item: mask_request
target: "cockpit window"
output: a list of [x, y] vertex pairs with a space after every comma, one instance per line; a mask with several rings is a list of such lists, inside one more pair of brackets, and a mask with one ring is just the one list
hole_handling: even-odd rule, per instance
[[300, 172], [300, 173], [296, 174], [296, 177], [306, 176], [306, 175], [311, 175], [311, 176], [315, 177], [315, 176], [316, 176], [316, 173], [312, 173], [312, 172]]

(What is needed):
Repeat the line containing "output: a list" and all subsequent lines through the final line of the data, exactly and with no others.

(Task result):
output: a list of [x, y] vertex pairs with a space after every comma, one instance per line; a mask with several rings is a list of such lists, inside one more pair of brackets, and a mask with one ring is just the one list
hole_handling: even-odd rule, per instance
[[300, 172], [300, 173], [296, 174], [296, 177], [306, 176], [306, 175], [311, 175], [311, 176], [315, 177], [315, 176], [316, 176], [316, 173], [312, 173], [312, 172]]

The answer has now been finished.